# [Given data]
((
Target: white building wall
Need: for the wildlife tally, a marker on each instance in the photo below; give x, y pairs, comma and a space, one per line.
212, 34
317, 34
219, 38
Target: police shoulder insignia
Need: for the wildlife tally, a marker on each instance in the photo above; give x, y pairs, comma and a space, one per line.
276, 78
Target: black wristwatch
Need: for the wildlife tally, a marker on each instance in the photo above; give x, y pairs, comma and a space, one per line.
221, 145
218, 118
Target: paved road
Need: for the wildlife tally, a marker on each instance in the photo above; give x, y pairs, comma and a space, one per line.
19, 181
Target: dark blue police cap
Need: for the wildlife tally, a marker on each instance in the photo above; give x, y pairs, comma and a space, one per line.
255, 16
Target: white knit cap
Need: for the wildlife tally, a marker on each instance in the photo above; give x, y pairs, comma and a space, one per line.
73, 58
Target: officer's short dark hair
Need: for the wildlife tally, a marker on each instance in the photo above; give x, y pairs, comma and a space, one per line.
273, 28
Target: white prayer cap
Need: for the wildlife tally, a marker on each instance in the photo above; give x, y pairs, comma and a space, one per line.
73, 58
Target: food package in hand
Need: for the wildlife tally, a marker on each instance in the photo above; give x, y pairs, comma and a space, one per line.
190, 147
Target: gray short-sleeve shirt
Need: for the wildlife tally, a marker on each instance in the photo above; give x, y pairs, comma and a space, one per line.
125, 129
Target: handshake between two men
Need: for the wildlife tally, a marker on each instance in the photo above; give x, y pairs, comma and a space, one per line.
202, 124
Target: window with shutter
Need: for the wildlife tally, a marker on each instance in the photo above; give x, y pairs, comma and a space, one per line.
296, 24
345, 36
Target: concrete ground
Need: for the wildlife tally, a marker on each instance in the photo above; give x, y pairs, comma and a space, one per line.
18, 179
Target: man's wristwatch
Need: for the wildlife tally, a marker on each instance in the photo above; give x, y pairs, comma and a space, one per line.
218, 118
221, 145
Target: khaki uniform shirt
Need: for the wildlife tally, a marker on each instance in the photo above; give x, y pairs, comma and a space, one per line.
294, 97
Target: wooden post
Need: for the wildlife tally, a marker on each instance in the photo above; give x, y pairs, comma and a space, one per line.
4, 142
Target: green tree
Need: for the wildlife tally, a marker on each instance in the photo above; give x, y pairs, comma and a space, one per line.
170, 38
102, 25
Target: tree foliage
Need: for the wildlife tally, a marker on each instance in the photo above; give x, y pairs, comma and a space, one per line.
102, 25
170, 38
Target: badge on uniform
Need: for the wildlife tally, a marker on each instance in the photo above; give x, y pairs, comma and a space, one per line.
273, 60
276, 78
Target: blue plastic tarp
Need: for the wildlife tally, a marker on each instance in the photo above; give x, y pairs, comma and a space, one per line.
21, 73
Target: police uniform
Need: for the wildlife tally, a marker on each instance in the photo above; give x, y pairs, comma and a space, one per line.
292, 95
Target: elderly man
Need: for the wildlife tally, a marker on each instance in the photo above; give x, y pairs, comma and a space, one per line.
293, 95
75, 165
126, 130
))
# [What the exercise asks]
An exact transcription of all the records is needed.

# [Reply to the task]
Target: white building wall
Need: for the wildlife tally, a marker on each instance in the photo below; give x, y pairs, comma and a space, one per line.
212, 34
317, 34
219, 38
Target: police shoulder insignia
Need: for the wildlife tally, a marker on each instance in the photo above; give x, y pairs, comma and a space, one per line.
276, 78
Target: black wristwatch
Need: for the wildlife tally, a marker on each instance in the photo above; give x, y pairs, comma and a space, one per line.
221, 145
218, 118
Target: paved road
Need: for the wildlife tally, a marker on each instance in the photo above; give x, y pairs, comma and a space, one per line.
19, 181
Target: dark blue police cap
Need: for the wildlife tally, a marker on each instance in the photo above; give x, y pairs, comma and a space, one per line.
255, 16
Target: white knit cap
Need: for the wildlife tally, a marker on each instance in the photo above; give x, y pairs, comma and a space, one per line.
73, 58
Target: officer's short dark hair
Need: for the wildlife tally, a marker on each instance in the photo above; give x, y pairs, comma and a space, one per line.
273, 28
Target: white prayer cap
Need: for the wildlife tally, a marker on each instance in the photo above; give x, y pairs, comma and a space, one per line.
73, 58
Target: food package in hand
Need: for the wildlife tally, a marker on each instance in the photo above; give x, y pairs, comma and a space, one per line.
190, 147
Target: gray short-sleeve shirt
Need: for the wildlife tally, a marker on each instance in the photo above; give x, y pairs, comma and a space, one per line.
125, 129
Target: handshake between two men
Need: for the wildlife tally, a marker on each instance in the photo above; give x, y pairs, comma and a space, one per line.
202, 124
Target: window with shutter
Need: for the wildlife tally, a marker on each instance in the photo above; give x, y pairs, comma and a space, one per line.
296, 24
345, 36
Target: concrete ground
Need: for the wildlife tally, a marker on each instance in the photo above; give x, y pairs, comma and a space, one per line.
18, 179
Target: man's wristwatch
Need: for the wildlife tally, a marker on each instance in the photo above; give x, y pairs, comma and a space, one per line.
218, 118
221, 145
Target: khaki uniform shirt
Need: for the wildlife tally, a marker on each instance in the photo above; give x, y pairs, comma and a space, one per line.
294, 97
Target: wooden post
Need: for the wildlife tally, a marker on each instance in the photo above; give x, y pairs, comma and a space, one per line.
4, 142
Target: green tree
Need: for the wildlife tally, a marker on each instance in the photo above; give x, y pairs, comma and a space, one per line.
170, 38
102, 25
Target: tree foliage
Need: for the wildlife tally, a marker on each instance in the photo above; give x, y pairs, comma and a space, one per line.
102, 25
170, 38
Target: badge on uniform
Need: for the wildlife tally, a marker on each instance in the photo above; give x, y pairs, comma and a space, one per line.
273, 60
276, 78
Target: blue plastic tarp
Need: for the wildlife tally, a marker on each instance in the photo above; give x, y pairs, comma and a space, one per line.
21, 73
Target: police uniform
Need: for the wildlife tally, a marker on each instance in the photo above; give x, y pairs, comma and a space, one per line.
292, 95
Target: elderly man
Need: for the wildlife tally, a marker on each instance in the photo above; give x, y pairs, comma and a space, one per line.
293, 95
75, 165
126, 130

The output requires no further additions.